BEGIN Material for this exercise

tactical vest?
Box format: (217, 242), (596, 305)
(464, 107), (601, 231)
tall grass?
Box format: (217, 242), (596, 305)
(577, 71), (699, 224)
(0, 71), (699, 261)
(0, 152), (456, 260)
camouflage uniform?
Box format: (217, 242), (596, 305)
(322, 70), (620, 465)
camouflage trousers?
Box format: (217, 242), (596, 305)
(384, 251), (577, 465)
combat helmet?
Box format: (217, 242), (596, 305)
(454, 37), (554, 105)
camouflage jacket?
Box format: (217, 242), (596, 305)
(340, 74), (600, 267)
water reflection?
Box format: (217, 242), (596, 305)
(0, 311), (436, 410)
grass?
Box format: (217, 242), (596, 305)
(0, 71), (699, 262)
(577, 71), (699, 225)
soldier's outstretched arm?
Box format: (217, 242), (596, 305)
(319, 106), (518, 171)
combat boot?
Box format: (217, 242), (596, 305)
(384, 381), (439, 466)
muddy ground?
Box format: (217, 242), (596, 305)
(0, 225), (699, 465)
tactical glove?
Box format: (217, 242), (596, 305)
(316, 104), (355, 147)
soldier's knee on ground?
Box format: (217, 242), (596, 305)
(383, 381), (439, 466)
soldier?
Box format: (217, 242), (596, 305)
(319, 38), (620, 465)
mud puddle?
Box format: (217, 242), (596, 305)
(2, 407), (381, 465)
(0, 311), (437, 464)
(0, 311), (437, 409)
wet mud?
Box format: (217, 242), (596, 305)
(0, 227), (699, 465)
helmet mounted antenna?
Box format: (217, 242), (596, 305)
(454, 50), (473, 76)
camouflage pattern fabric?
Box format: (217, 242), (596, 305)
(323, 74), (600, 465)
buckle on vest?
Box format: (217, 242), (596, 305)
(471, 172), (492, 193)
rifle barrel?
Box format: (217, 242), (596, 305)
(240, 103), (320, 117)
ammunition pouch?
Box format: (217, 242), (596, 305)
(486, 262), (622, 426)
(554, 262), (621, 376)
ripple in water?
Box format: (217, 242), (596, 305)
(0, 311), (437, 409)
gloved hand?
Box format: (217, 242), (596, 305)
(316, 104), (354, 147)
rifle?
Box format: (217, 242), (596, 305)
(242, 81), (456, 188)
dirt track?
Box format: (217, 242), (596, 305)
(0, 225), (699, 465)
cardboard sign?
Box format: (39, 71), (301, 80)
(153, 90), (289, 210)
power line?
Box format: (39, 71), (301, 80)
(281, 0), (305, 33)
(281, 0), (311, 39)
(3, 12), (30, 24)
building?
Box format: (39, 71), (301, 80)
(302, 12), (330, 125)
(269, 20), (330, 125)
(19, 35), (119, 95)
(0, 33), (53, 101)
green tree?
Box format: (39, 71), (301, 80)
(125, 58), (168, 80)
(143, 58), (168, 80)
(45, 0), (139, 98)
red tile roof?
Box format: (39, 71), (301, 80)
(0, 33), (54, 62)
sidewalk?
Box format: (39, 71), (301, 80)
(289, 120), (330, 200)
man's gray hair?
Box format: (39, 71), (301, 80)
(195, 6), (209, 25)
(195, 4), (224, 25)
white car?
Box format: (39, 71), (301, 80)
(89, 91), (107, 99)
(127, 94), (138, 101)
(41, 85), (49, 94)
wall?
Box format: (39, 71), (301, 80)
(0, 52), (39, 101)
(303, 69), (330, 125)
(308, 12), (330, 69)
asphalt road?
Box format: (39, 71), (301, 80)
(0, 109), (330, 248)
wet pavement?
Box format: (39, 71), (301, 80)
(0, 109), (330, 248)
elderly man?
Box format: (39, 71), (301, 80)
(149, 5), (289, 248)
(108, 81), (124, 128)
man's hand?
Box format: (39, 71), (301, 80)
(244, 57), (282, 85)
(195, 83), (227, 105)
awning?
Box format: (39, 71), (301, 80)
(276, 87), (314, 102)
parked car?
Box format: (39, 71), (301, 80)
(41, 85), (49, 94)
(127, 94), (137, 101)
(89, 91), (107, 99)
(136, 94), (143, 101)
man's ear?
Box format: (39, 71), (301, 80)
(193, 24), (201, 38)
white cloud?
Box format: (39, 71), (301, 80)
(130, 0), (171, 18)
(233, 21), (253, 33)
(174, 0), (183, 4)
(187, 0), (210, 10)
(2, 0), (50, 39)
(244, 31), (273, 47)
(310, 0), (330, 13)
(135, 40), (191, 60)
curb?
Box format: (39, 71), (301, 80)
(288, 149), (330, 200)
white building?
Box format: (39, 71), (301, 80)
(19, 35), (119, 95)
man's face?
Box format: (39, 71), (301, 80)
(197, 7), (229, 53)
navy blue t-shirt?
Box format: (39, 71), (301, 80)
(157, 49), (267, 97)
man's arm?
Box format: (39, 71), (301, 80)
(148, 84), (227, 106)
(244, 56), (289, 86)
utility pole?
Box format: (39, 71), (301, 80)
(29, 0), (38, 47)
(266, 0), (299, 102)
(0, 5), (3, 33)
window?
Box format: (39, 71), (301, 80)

END Material for this exercise

> [Exercise objective]: Lay out every line of the data above as a Markdown table with the columns Row and Entry, numbering each line in Row and leaving out blank lines.

> [Response]:
| Row | Entry |
|---|---|
| 1 | tactical vest? |
| 2 | Box format: (217, 242), (596, 305) |
| 3 | (464, 107), (601, 231) |
| 4 | tall grass? |
| 5 | Box format: (217, 242), (596, 305) |
| 6 | (577, 71), (699, 224) |
| 7 | (0, 71), (699, 261) |
| 8 | (0, 152), (456, 260) |
| 9 | camouflage uniform? |
| 10 | Box format: (217, 242), (596, 305) |
| 11 | (322, 70), (620, 465) |
| 12 | camouflage trousers? |
| 13 | Box format: (217, 242), (596, 305) |
| 14 | (384, 251), (577, 465) |
| 15 | combat helmet? |
| 16 | Box format: (217, 242), (596, 305) |
| 17 | (454, 37), (554, 105) |
| 18 | camouflage jacket? |
| 19 | Box format: (217, 242), (596, 305) |
| 20 | (340, 74), (600, 267) |
| 21 | water reflection? |
| 22 | Box format: (217, 242), (596, 305) |
| 23 | (0, 311), (436, 410) |
| 24 | grass? |
| 25 | Box format: (217, 242), (596, 305) |
| 26 | (0, 71), (699, 262) |
| 27 | (577, 71), (699, 225) |
| 28 | soldier's outstretched arm? |
| 29 | Box format: (217, 242), (596, 305) |
| 30 | (319, 106), (518, 171) |
| 31 | combat boot? |
| 32 | Box format: (217, 242), (596, 305) |
| 33 | (384, 381), (439, 466) |
| 34 | muddy ground? |
| 35 | Box format: (217, 242), (596, 305) |
| 36 | (0, 225), (699, 465) |
| 37 | tactical glove? |
| 38 | Box format: (217, 242), (596, 305) |
| 39 | (316, 104), (355, 147) |
| 40 | soldier's knee on ground? |
| 41 | Box format: (217, 242), (596, 305) |
| 42 | (383, 381), (439, 466) |
| 43 | soldier? |
| 44 | Box format: (217, 242), (596, 305) |
| 45 | (319, 38), (620, 465) |
| 46 | mud puddle? |
| 47 | Box format: (217, 242), (596, 305) |
| 48 | (2, 407), (381, 465) |
| 49 | (0, 311), (437, 464) |
| 50 | (0, 311), (437, 409) |
| 51 | wet mud? |
| 52 | Box format: (217, 242), (596, 305) |
| 53 | (0, 227), (699, 465) |
| 54 | helmet mounted antenna? |
| 55 | Box format: (217, 242), (596, 305) |
| 56 | (454, 50), (473, 76) |
| 57 | camouflage pattern fabric? |
| 58 | Box format: (217, 242), (596, 305) |
| 59 | (323, 74), (600, 465) |
| 60 | buckle on vest? |
| 61 | Box format: (217, 242), (596, 305) |
| 62 | (471, 172), (492, 193) |
| 63 | rifle barrel? |
| 64 | Box format: (217, 242), (596, 305) |
| 65 | (240, 103), (320, 117) |
| 66 | ammunition pouch? |
| 67 | Box format: (217, 242), (596, 305) |
| 68 | (486, 262), (622, 426) |
| 69 | (554, 262), (621, 376) |
| 70 | ripple in water? |
| 71 | Box format: (217, 242), (596, 305) |
| 72 | (0, 311), (437, 409) |
| 73 | gloved hand? |
| 74 | Box format: (217, 242), (596, 305) |
| 75 | (316, 104), (354, 147) |
| 76 | rifle? |
| 77 | Box format: (217, 242), (596, 305) |
| 78 | (242, 81), (456, 188) |
| 79 | dirt track? |
| 80 | Box format: (217, 242), (596, 305) |
| 81 | (0, 225), (699, 465) |
| 82 | cardboard sign? |
| 83 | Box format: (39, 71), (301, 80) |
| 84 | (153, 90), (289, 210) |
| 85 | power line? |
| 86 | Box format: (39, 71), (301, 80) |
| 87 | (281, 0), (305, 33) |
| 88 | (281, 0), (311, 39) |
| 89 | (3, 12), (30, 24) |
| 90 | building? |
| 91 | Box format: (39, 71), (301, 80) |
| 92 | (302, 12), (330, 125) |
| 93 | (269, 20), (330, 125) |
| 94 | (19, 35), (119, 95) |
| 95 | (0, 33), (53, 101) |
| 96 | green tree? |
| 97 | Box format: (39, 71), (301, 80) |
| 98 | (125, 58), (168, 80) |
| 99 | (143, 58), (168, 80) |
| 100 | (45, 0), (139, 98) |
| 101 | red tile roof? |
| 102 | Box format: (39, 71), (301, 80) |
| 103 | (0, 33), (54, 62) |
| 104 | sidewalk? |
| 105 | Box format: (39, 71), (301, 80) |
| 106 | (289, 120), (330, 200) |
| 107 | man's gray hair? |
| 108 | Box format: (39, 71), (301, 80) |
| 109 | (195, 6), (209, 25) |
| 110 | (195, 4), (224, 25) |
| 111 | white car? |
| 112 | Box format: (39, 71), (301, 80) |
| 113 | (89, 91), (107, 99) |
| 114 | (127, 94), (138, 101) |
| 115 | (41, 85), (49, 94) |
| 116 | wall? |
| 117 | Box format: (39, 71), (301, 80) |
| 118 | (0, 52), (39, 101) |
| 119 | (303, 69), (330, 125) |
| 120 | (308, 12), (330, 69) |
| 121 | asphalt road? |
| 122 | Box format: (39, 71), (301, 80) |
| 123 | (0, 109), (330, 248) |
| 124 | wet pavement? |
| 125 | Box format: (39, 71), (301, 80) |
| 126 | (0, 109), (330, 248) |
| 127 | elderly man? |
| 128 | Box format: (39, 71), (301, 80) |
| 129 | (149, 5), (289, 248) |
| 130 | (108, 81), (124, 128) |
| 131 | man's hand? |
| 132 | Box format: (39, 71), (301, 80) |
| 133 | (244, 57), (282, 85) |
| 134 | (195, 83), (227, 105) |
| 135 | awning? |
| 136 | Box format: (39, 71), (301, 80) |
| 137 | (276, 87), (314, 102) |
| 138 | parked car? |
| 139 | Box format: (39, 71), (301, 80) |
| 140 | (41, 85), (49, 94) |
| 141 | (127, 94), (137, 101) |
| 142 | (89, 91), (107, 99) |
| 143 | (136, 94), (143, 101) |
| 144 | man's ear? |
| 145 | Box format: (39, 71), (301, 80) |
| 146 | (193, 24), (201, 38) |
| 147 | white cloud? |
| 148 | Box format: (39, 71), (301, 80) |
| 149 | (130, 0), (171, 18) |
| 150 | (233, 21), (253, 33) |
| 151 | (174, 0), (183, 4) |
| 152 | (187, 0), (210, 10) |
| 153 | (2, 0), (50, 39) |
| 154 | (244, 31), (273, 47) |
| 155 | (310, 0), (330, 13) |
| 156 | (135, 40), (191, 60) |
| 157 | curb? |
| 158 | Box format: (39, 71), (301, 80) |
| 159 | (288, 149), (330, 200) |
| 160 | white building? |
| 161 | Box format: (39, 71), (301, 80) |
| 162 | (19, 35), (119, 95) |
| 163 | man's face? |
| 164 | Box format: (39, 71), (301, 80) |
| 165 | (197, 7), (229, 53) |
| 166 | navy blue t-shirt? |
| 167 | Box format: (39, 71), (301, 80) |
| 168 | (157, 49), (267, 97) |
| 169 | man's arm? |
| 170 | Box format: (39, 71), (301, 80) |
| 171 | (148, 84), (227, 106) |
| 172 | (244, 56), (289, 86) |
| 173 | utility pole? |
| 174 | Box format: (39, 71), (301, 80) |
| 175 | (29, 0), (38, 47) |
| 176 | (266, 0), (299, 102) |
| 177 | (0, 5), (3, 33) |
| 178 | window? |
| 179 | Box format: (39, 71), (301, 80) |